• _Activity_
Even where a record seems odd, copy it exactly as it appears below.

***** Given information *****

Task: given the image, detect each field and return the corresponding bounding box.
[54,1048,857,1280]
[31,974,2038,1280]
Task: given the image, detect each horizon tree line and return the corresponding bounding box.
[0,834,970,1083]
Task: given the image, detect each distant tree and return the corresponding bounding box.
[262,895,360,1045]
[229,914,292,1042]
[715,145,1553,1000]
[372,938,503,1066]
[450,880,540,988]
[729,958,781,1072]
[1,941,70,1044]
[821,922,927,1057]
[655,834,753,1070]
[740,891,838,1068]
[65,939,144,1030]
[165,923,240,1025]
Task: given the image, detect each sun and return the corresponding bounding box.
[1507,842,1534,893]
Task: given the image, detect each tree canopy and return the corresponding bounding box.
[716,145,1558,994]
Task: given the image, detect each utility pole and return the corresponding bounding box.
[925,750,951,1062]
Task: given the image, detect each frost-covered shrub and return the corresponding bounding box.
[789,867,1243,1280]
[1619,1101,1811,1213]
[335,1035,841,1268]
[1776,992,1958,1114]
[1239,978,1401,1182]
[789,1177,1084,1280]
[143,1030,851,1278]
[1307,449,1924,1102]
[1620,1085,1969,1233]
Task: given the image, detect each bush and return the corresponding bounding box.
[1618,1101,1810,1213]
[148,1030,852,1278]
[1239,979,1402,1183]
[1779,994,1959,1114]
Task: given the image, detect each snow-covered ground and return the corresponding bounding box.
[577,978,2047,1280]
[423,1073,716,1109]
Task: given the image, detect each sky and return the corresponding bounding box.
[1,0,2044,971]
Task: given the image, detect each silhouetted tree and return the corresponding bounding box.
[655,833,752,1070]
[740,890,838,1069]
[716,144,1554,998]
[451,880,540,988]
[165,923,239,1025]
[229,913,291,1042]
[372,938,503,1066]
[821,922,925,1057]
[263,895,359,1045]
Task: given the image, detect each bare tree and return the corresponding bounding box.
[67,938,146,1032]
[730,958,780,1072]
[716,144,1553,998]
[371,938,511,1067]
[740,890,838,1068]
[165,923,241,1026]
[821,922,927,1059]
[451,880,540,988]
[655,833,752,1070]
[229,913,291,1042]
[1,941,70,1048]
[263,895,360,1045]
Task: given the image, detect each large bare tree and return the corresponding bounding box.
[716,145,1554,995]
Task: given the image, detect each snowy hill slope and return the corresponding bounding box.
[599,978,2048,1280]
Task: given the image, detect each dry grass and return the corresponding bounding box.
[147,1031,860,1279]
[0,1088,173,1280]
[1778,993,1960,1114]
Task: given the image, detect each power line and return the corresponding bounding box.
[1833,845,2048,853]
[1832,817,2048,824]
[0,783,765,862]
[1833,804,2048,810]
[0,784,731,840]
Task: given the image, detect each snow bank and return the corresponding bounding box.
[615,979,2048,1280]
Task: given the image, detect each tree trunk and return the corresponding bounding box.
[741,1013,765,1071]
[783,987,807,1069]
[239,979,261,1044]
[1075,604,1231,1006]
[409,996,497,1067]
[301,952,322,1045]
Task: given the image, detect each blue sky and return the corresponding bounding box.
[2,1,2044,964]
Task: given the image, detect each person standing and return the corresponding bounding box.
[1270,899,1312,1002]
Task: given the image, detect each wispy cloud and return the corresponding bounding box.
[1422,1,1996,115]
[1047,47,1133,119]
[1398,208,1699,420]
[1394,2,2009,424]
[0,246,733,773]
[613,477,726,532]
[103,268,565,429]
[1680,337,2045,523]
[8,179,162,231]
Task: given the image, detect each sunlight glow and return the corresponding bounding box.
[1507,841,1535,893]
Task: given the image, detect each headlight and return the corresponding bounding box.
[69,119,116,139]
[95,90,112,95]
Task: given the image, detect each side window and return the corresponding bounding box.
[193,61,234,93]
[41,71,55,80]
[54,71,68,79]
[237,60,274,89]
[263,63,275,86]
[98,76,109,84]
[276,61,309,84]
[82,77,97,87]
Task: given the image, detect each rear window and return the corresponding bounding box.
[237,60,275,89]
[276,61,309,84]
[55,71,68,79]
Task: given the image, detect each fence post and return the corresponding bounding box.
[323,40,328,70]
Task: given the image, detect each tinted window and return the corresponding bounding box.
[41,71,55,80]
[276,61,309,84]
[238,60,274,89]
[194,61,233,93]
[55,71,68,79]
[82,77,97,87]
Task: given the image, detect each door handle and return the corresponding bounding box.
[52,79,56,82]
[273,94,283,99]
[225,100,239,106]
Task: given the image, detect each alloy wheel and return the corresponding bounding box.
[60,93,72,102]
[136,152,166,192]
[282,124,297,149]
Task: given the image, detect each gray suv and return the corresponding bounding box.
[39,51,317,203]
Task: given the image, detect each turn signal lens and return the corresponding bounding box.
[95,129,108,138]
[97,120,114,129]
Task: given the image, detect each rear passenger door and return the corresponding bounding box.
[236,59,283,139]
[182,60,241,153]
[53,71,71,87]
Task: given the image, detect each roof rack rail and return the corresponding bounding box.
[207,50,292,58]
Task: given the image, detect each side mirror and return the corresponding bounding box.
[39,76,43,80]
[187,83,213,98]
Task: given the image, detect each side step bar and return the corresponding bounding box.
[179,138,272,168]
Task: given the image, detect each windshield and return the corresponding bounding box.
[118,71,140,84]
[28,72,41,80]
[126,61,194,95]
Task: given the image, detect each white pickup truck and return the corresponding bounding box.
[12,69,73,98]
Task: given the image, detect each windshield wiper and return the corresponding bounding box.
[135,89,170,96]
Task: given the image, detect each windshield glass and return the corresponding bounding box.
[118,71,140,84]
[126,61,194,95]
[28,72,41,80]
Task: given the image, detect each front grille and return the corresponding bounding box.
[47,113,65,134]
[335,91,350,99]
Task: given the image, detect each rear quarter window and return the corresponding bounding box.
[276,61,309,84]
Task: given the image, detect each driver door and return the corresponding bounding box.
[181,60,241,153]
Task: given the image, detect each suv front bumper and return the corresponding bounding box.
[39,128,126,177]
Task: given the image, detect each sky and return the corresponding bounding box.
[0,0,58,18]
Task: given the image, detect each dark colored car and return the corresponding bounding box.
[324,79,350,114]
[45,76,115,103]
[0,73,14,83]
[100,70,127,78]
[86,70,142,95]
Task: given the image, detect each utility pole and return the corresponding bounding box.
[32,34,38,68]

*****

• _Reply_
Task: given the image, detect each field and return the corresponding bounding box.
[54,1048,857,1280]
[31,974,2038,1280]
Task: given the image, detect each horizon tree line and return the corresponding bounding box.
[0,834,970,1083]
Task: given the image, detect each distant tree and return the corresponding bounding box.
[262,895,360,1045]
[229,914,292,1042]
[715,145,1553,1000]
[372,938,503,1066]
[450,880,540,988]
[729,958,781,1072]
[1,941,70,1044]
[821,922,927,1057]
[655,834,753,1070]
[740,891,838,1068]
[65,939,144,1030]
[165,923,240,1025]
Task: given the image, detect each sun and return the corresponding bounding box.
[1507,842,1534,893]
Task: given the image, detect each tree canopy and return the corresponding bounding box.
[716,145,1558,994]
Task: given the image, detect each utility pole and return the corresponding bounding box.
[925,750,951,1062]
Task: given the image, detect each frost-covered shrub and return the corresponding bounding box.
[789,867,1243,1280]
[1619,1101,1811,1213]
[335,1035,841,1268]
[1776,992,1958,1114]
[1239,978,1401,1182]
[789,1177,1084,1280]
[143,1030,851,1278]
[1307,449,1924,1102]
[1620,1085,1969,1233]
Task: given the image, detect each bush and return the corresponding bounding box.
[1618,1101,1810,1213]
[148,1030,852,1278]
[1239,979,1402,1183]
[1779,994,1959,1114]
Task: given the image, detect each snow-covered ground and return the corresponding bounding box.
[577,978,2047,1280]
[423,1073,716,1109]
Task: given the image, detect each sky and return the corresponding bounding box.
[1,0,2044,971]
Task: given the image, detect each silhouetted tree and return the corresponding bounding box.
[655,833,752,1070]
[740,890,838,1069]
[716,144,1554,998]
[451,880,540,988]
[165,923,239,1025]
[229,913,291,1042]
[372,938,503,1066]
[821,922,925,1057]
[263,895,359,1045]
Task: given the image, detect each bare tree and return the corresponding bounding box.
[67,938,146,1032]
[730,958,780,1072]
[716,144,1553,998]
[371,938,511,1067]
[740,890,838,1068]
[165,923,241,1026]
[821,922,927,1059]
[451,880,540,988]
[655,833,752,1070]
[229,913,291,1042]
[1,941,70,1048]
[263,895,360,1045]
Task: given the image, detect each large bare tree and return the corresponding bounding box.
[716,145,1554,995]
Task: given the image, detect each snowy hill slope and return the corresponding bounding box.
[599,978,2048,1280]
Task: given the image, detect each dry grass and return the corresponding bounding box.
[147,1031,860,1279]
[0,1088,173,1280]
[1778,993,1960,1114]
Task: given the image, detect each power line and return the corresponding bounding box.
[1833,845,2048,853]
[1832,817,2048,824]
[0,783,765,862]
[1833,804,2048,810]
[0,784,731,840]
Task: given the image, detect each snow bank and return the corresponding bounding box.
[615,979,2048,1280]
Task: given the image, detect each tree trunk and return the corresponding bounding box.
[741,1013,765,1071]
[783,987,807,1069]
[239,979,261,1044]
[1075,604,1231,1006]
[409,996,497,1067]
[301,952,322,1045]
Task: given the image, detect each blue sky and return the corresponding bounding box.
[2,1,2044,964]
Task: given the image, detect each person standing and return the corresponding bounding box.
[1270,899,1312,1002]
Task: given the image, detect each wispy cloud and return the corresponding bounding box.
[1422,1,1996,115]
[1047,47,1133,119]
[1398,208,1699,420]
[1394,2,2009,424]
[0,246,733,773]
[613,477,726,532]
[103,268,565,429]
[1680,337,2045,523]
[8,179,162,231]
Task: given the image, detect each sunlight glow and return the corresponding bounding box.
[1507,841,1535,893]
Task: given the image, detect each headlight and return the corresponding bounding box.
[69,119,116,139]
[95,90,112,95]
Task: given the image, detect each side window and return the corresponding bounding box.
[193,61,234,93]
[41,71,55,80]
[54,71,68,79]
[237,60,274,89]
[263,63,275,86]
[98,76,109,84]
[276,61,309,84]
[82,77,97,87]
Task: given the image, detect each rear window and return the corresponding bounding box.
[237,60,275,89]
[276,61,309,84]
[55,71,68,79]
Task: given the image, detect each fence post and return the corresponding bounding box.
[323,40,328,70]
Task: given the image, detect each tinted window and return the corresponding bounding box.
[41,71,55,80]
[276,61,309,84]
[238,60,274,89]
[194,61,233,93]
[55,71,68,79]
[82,77,97,87]
Task: given the image, detect each door handle and return the corresponding bounding box.
[52,79,56,82]
[273,94,283,99]
[225,100,239,106]
Task: given the image, detect each alloy wheel and return the corresponding bounding box.
[60,93,72,102]
[136,152,166,192]
[282,124,297,149]
Task: given the image, detect each gray suv and return the corresponding bounding box.
[39,51,317,203]
Task: given the image, detect each turn signal lens and return the corresponding bounding box.
[95,129,108,138]
[97,120,114,129]
Task: given the image, detect each rear passenger door and return the corresponding bounding box.
[236,59,283,139]
[182,60,241,153]
[53,71,71,87]
Task: given the image, detect each roof rack rail and return the corresponding bounding box.
[207,50,292,58]
Task: given the image, detect each side mirror and return the corresponding bounding box.
[39,76,43,80]
[187,83,213,98]
Task: given the image, detect each side step bar and return the corresponding bounding box.
[179,138,272,168]
Task: given the image, detect each windshield and return the corresponding bounding box.
[118,71,140,84]
[28,72,41,80]
[126,61,194,95]
Task: given the image, detect each white pickup truck and return the corresponding bounding box.
[12,69,73,98]
Task: given the image, detect each windshield wiper and return the corresponding bounding box.
[135,89,170,96]
Task: given the image, detect each windshield glass and return the corresponding bounding box.
[118,71,140,84]
[126,61,194,95]
[28,72,41,80]
Task: given the image, detect each front grille and return the corresponding bounding box.
[47,113,65,134]
[335,91,350,99]
Task: given the image, detect each rear quarter window and return the corresponding bounding box.
[276,61,309,84]
Task: given the image, detect each driver door and return the corresponding bounding box.
[181,60,241,153]
Task: given the image, detect each suv front bumper and return the corresponding bounding box.
[39,128,126,177]
Task: given the image, detect each sky and return the corresponding bounding box.
[0,0,58,18]
Task: given the image, detect each dark colored car and return the corresponding bounding box.
[324,79,350,114]
[45,76,115,103]
[0,73,14,83]
[100,70,127,78]
[86,70,142,95]
Task: given the image, detect each utility pole and return the corresponding bounding box.
[32,34,38,68]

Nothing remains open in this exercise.